- **Problem details**:
Copy every item below verbatim, leaving the pictures out of your reply.

[Object location entries for images]
==============================

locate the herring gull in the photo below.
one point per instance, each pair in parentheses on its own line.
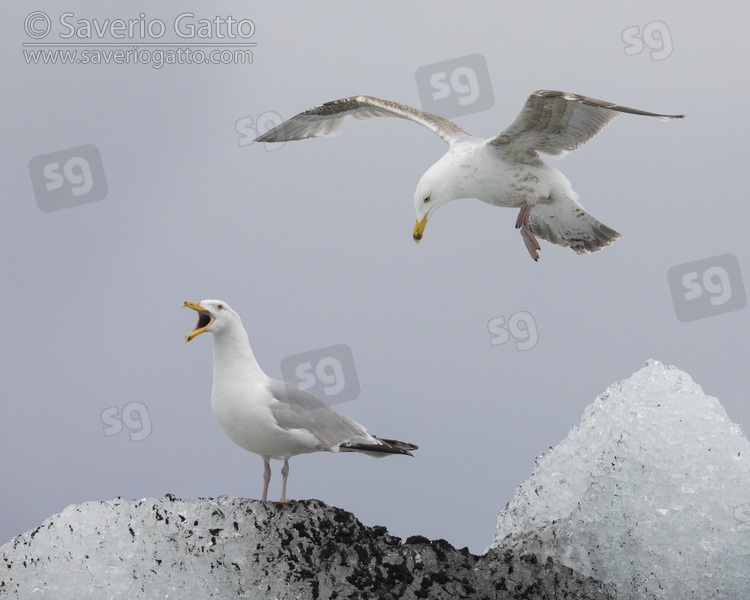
(269,417)
(505,170)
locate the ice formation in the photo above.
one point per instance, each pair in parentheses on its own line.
(651,492)
(240,548)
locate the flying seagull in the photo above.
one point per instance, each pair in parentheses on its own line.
(270,417)
(505,170)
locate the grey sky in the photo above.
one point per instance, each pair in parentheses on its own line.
(311,244)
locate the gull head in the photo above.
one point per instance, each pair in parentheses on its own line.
(433,191)
(214,316)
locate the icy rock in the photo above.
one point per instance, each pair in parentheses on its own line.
(651,492)
(240,548)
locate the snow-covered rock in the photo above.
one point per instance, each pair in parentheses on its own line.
(239,548)
(651,492)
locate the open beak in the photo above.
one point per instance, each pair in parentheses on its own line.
(204,320)
(419,229)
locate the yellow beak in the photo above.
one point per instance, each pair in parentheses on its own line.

==============================

- **Written solution**:
locate the herring gull in the photo below.
one point per instance, each pair in parentheses on its own line.
(269,417)
(505,170)
locate the ice formation in the photo above.
one point per instance, each pair in parentheses on its own line.
(651,492)
(240,548)
locate the flying seagull in the photo above.
one point per instance, each pair in parentheses on its own line.
(270,417)
(505,170)
locate the grey sky in the photo above.
one point per instance, each pair in parentheses on its own line.
(311,244)
locate the gull head in the photo above.
one point per instance, each pair in parentheses on its own line.
(433,191)
(214,316)
locate the icy rock in the photo above.
one point per instance, each pair in parentheses on its own line.
(651,492)
(240,548)
locate the snow-covered rock in the photo above.
one point per instance, each pair in parentheses on its own line.
(239,548)
(651,492)
locate the open beak in the photo above.
one point per instance, each pair in parentheses on its own line.
(204,320)
(419,229)
locate the yellow beak in the photo above.
one point per instance, each pair in parentheses on its own line.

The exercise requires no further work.